Texto citado:
Nuestra vida cotidiana estaba distribuida
de la siguiente manera. Estudio, deporte, oración y descanso.
Los planes de estudios eran
los mismos que en el Bachillerato laico, con la inclusión más intensa de horas
de latín y posteriormente de griego. El resto de asignaturas era el mismo: Literatura,
Matemáticas, Ciencias Naturales, Gramática, Geografía, Dibujo, Música,
Urbanidad, Religión y Buena Conducta.
Nuestro curso, en Primero,
fuimos pioneros para estrenar Profesoras: Tres Monjas Dominicas. Creo que fue
por la escasez de profesorado masculino. Las Hermanas se llamaban: Amada,
Sagrario y Celina. La Madre Amada nos impartía clases de Matemáticas. No sé si
la asignatura imprimía carácter, lo cierto es que el recuerdo que tengo de ella
era el de una mujer seca, seria, enérgica y muy exigente. No explicaba mal pero
hacía que odiásemos las Matemáticas por su carácter.
La Madre Sagrario era muy
tímida. Se ponía colorada en seguida. Nos impartía Gramática y Literatura
Española. Algunos de los alumnos más desarrollados y con más tablas por ser de
ciudad siempre le ponían en dificultades con sus preguntas o comentarios de
doble sentido.
La Madre Celina nos impartió
Geografía. Era muy guapa y de carácter alegre. Sabía que era guapa y además
coqueta, pero sabía mantenerse en su estatus. Lo pasamos bien con ella y
aprendimos. Aunque mirábamos más su rostro que algunos mapas.
Estuvieron unos años
impartiendo clase y después las destinaron a otros menesteres y ya no tuvimos
noticias de ellas. No sé si también influyó algún tema de faldas o sexualidad. La
madre Celina tenía siempre moscones a su alrededor en los tiempos de recreo.
Uno de los más asiduos era el P. Alfonso. De hecho, algunos alumnos sacaron el
eslogan:” Huina, huina, huina, huele a chamusquina, entre el P. Alfonso y la
Madre Celina”.
Recuerdo una tarde que
estábamos jugando a balonmano y el P. Alfonso estaba conversando muy animado
con la Madre Celina detrás de la portería de balonmano. Galán, uno de los
mayores de nuestro curso, consiguió que perdiéramos el partido porque cada vez
que tiraba hacia la portería lo hacía en dirección a donde estaba la Madre
Celina para ver si le levantaba el hábito. No había forma de marcar un gol.

Tu tarea: Cita literalmente el pasaje del relato sobre las monjas profesoras que comienza con "La Madre Sagrario" y sigue hasta "que algunos mapas.". Los datos no intervienen en esto.

Datos proporcionados:

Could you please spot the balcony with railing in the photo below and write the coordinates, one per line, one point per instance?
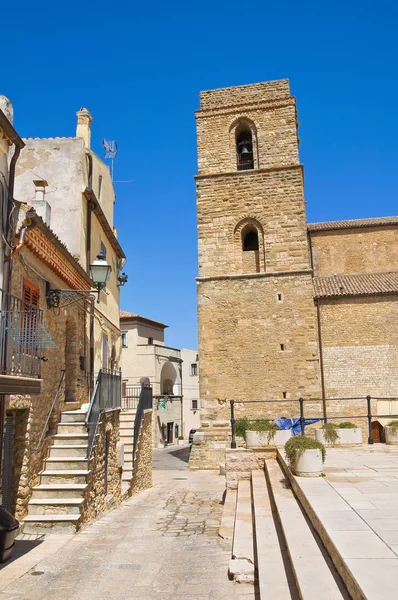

La respuesta:
La Madre Sagrario era muy
tímida. Se ponía colorada en seguida. Nos impartía Gramática y Literatura
Española. Algunos de los alumnos más desarrollados y con más tablas por ser de
ciudad siempre le ponían en dificultades con sus preguntas o comentarios de
doble sentido.
La Madre Celina nos impartió
Geografía. Era muy guapa y de carácter alegre. Sabía que era guapa y además
coqueta, pero sabía mantenerse en su estatus. Lo pasamos bien con ella y
aprendimos. Aunque mirábamos más su rostro que algunos mapas.